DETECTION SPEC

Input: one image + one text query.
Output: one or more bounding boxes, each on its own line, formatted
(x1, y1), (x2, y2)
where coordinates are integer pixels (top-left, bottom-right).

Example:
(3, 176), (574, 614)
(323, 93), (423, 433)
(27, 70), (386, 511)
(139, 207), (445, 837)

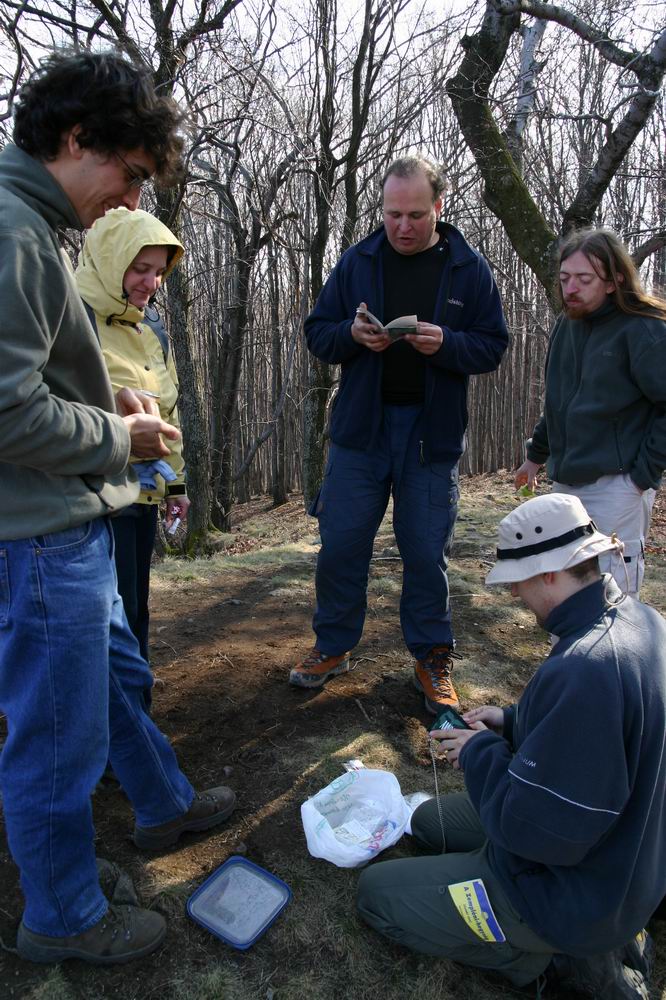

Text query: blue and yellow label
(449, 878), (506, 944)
- - - - - - -
Work to be completed: Report each line of the entries above that contains the word "query", copied in full.

Solution for this task:
Input: one image + one text query.
Text query: blue and yellow label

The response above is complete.